Type the records that follow again exactly as written, but drop the pictures.

## LISTED RECORDS:
========================================================================

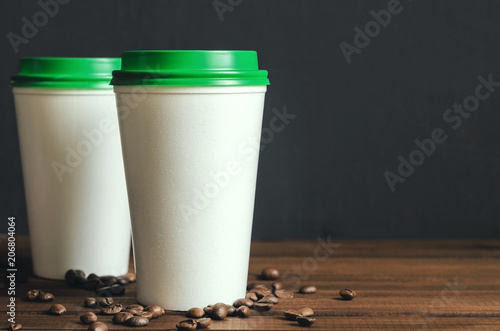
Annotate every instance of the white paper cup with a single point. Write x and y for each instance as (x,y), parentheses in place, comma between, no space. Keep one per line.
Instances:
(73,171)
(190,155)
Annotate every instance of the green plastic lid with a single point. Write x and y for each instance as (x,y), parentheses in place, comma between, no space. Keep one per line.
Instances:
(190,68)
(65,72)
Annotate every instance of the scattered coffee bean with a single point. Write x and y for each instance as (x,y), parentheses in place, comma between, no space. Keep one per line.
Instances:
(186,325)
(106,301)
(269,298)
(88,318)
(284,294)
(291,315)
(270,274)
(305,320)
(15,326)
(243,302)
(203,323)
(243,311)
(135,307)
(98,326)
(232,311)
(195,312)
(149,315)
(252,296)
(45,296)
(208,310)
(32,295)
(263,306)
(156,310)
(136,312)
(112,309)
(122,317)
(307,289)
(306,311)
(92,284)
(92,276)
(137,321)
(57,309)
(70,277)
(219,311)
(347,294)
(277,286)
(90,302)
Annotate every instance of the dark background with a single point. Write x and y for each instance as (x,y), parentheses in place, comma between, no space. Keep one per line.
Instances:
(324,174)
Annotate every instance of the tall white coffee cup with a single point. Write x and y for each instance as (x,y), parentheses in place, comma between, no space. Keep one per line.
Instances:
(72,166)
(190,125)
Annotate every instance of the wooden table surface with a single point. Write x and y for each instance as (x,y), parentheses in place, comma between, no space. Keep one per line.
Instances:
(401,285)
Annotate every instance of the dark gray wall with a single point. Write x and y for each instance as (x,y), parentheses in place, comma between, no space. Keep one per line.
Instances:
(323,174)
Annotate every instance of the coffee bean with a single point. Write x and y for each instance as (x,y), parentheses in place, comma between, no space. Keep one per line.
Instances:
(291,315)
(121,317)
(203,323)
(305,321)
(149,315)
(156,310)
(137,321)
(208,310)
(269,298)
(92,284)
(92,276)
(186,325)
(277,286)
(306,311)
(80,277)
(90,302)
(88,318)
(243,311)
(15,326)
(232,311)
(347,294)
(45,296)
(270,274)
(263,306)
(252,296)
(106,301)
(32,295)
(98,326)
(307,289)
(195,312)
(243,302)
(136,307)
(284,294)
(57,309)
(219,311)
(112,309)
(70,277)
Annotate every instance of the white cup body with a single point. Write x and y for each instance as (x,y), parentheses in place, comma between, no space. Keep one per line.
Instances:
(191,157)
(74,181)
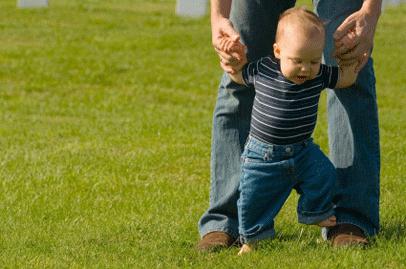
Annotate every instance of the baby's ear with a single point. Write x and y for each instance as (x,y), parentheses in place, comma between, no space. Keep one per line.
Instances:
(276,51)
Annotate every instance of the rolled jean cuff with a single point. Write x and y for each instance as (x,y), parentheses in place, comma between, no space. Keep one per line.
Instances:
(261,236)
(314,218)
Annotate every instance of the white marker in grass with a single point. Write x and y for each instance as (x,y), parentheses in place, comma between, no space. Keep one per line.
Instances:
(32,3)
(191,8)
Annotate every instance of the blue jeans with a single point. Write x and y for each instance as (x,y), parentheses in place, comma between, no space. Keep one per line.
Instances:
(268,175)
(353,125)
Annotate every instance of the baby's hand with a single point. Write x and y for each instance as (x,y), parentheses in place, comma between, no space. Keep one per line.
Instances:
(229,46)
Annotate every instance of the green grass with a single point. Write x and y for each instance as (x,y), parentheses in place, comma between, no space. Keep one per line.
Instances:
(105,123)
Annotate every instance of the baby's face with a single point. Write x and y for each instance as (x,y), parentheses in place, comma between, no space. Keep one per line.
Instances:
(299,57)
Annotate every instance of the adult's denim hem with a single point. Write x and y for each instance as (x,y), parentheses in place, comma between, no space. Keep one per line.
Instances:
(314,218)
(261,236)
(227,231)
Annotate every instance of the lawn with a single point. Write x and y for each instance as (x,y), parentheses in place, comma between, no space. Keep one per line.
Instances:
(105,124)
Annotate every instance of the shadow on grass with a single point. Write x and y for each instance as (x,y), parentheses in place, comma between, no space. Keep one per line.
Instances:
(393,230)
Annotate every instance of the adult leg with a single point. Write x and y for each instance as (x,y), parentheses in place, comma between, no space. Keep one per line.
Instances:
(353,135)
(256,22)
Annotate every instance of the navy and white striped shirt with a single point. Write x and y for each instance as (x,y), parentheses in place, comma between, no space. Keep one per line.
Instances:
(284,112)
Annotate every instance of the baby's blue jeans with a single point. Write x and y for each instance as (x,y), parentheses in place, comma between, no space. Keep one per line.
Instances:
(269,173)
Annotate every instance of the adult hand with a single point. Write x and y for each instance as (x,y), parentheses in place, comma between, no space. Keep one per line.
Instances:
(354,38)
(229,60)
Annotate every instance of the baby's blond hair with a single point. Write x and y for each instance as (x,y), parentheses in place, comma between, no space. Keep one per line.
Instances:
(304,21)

========================================================================

## EXERCISE SOLUTION:
Annotate every instance of the white paper cup with a single point. Write x and y for each instance as (x,y), parentheses in place, comma between, no space. Keep one per line.
Instances:
(73,171)
(190,155)
Annotate every instance of the green plastic lid with a single point. Write x and y for each instance as (x,y), parentheses in place, comma between, no space. Keep one per line.
Instances:
(190,68)
(65,72)
Annotate every instance of the scattered coffee bean with a single point. Write x and y for each instance as (x,y), parentheses in place, comma between, no space. Keep one per line.
Instances:
(186,325)
(106,301)
(269,298)
(88,318)
(284,294)
(291,315)
(270,274)
(305,320)
(15,326)
(243,302)
(203,323)
(243,311)
(135,307)
(98,326)
(232,311)
(195,312)
(149,315)
(252,296)
(45,296)
(208,310)
(32,295)
(263,306)
(156,310)
(136,312)
(112,309)
(122,317)
(307,289)
(306,311)
(92,284)
(92,276)
(137,321)
(57,309)
(70,277)
(219,311)
(347,294)
(277,286)
(90,302)
Annotate every instance of the dark background with a single point. Write x and y for each instance as (x,y), parentheses in place, comma between, no space. Keep one per line.
Instances:
(324,174)
Annotate every instance of the tall white coffee cup with a single point. Write x and y for each instance as (x,y), parentheses in place, comma between, no space. Keep one per line.
Instances:
(72,166)
(190,125)
Annotate every instance of the wooden table surface with a single point. Write x and y for each instance as (x,y), parentheses in place, comma between, no space. Keep one per line.
Instances:
(401,285)
Annotate every instance of the dark gray wall with a single point. Write x and y for each instance as (x,y), parentheses in place, comma between, no space. Keep one per line.
Instances:
(323,174)
Annotate every instance of the coffee bean with a single point. Write x and y for each instance as (x,y), parentheses in place, comma between, no space. Keep one per line.
Instances:
(291,315)
(121,317)
(203,323)
(305,321)
(149,315)
(156,310)
(137,321)
(208,310)
(269,298)
(92,284)
(92,276)
(186,325)
(277,286)
(306,311)
(80,277)
(90,302)
(88,318)
(243,311)
(15,326)
(232,311)
(347,294)
(45,296)
(270,274)
(263,306)
(252,296)
(106,301)
(32,295)
(98,326)
(307,289)
(195,312)
(243,302)
(136,307)
(284,294)
(57,309)
(219,311)
(112,309)
(70,277)
Annotate every instance of the white cup body with a single point. Write x and y for each instance as (x,y), parentheses in place, comma between, no space. Keep one per line.
Instances:
(191,157)
(74,181)
Annotate every instance of the baby's ear with a single point. Write x and y for each instance as (x,y), parentheses in place, comma between, no space. Keep one per line.
Instances:
(276,51)
Annotate every instance of the rolled jean cuff with a single point. Write x and y for each instance as (x,y), parentheses in place, comma between, no space. Keep one per line.
Instances:
(261,236)
(314,218)
Annotate every instance of the white marker in grass with a single point. Write x and y for each instance as (x,y), parentheses in place, comma between, no space. Keep one per line.
Instances:
(32,3)
(191,8)
Annotate every instance of the blue jeans with a single point. Write x and y for each instance as (x,y), parentheses in place, comma between, no space. Keep one per line.
Instances:
(268,175)
(353,125)
Annotate every instance of the baby's hand with a single point. Write x and y for each instance as (x,y), parentheses in place, comma between, no space. Keep one per line.
Instances:
(229,46)
Annotate every instance of the green grass with a single point. Write x and y for each instance as (x,y), parentheses in place, comma between, no space. Keep one per line.
Instances:
(105,123)
Annotate every instance of the baby's face with a single point. Write x and y for each instance as (x,y), parentheses in place, comma between, no space. Keep one per line.
Instances:
(299,57)
Annotate every instance of the adult's denim hem with a single point. Write x and y for each instance as (x,y), parentheses in place, comma between, no space. Keep one per line.
Instances:
(314,218)
(261,236)
(227,231)
Annotate every instance of the lawn with a single point. Write x and y for each instance as (x,y), parentheses in place, comma between, no space. Keep one per line.
Instances:
(105,124)
Annotate every instance of the shadow on grass with a single point. Write x and y for each instance as (x,y), parentheses in place, comma between, no space. Keep one per line.
Instances:
(393,230)
Annotate every instance of the adult leg with a single point. Write x and y for each instance as (x,y), parentheses in place, comma between, no space. Keep one per line.
Instances:
(353,135)
(256,22)
Annotate every instance of the navy and white striped shirt with a single point. Write x and y for each instance as (x,y), parentheses in place, comma between, no space. Keep one per line.
Instances:
(284,112)
Annotate every instance of the baby's blue jeans with a single point. Write x and y for each instance as (x,y), parentheses in place, comma between, no space. Keep one per line.
Instances:
(269,173)
Annotate every instance of the adult hand with a single point. Write x and y for each instance as (x,y), parentheses in place, comma between, no space. Keep one per line.
Instances:
(354,38)
(229,60)
Annotate every instance of the baby's blond hair with a single point. Write x and y for each instance as (x,y), parentheses in place, comma between, no space. Keep one per line.
Instances:
(304,21)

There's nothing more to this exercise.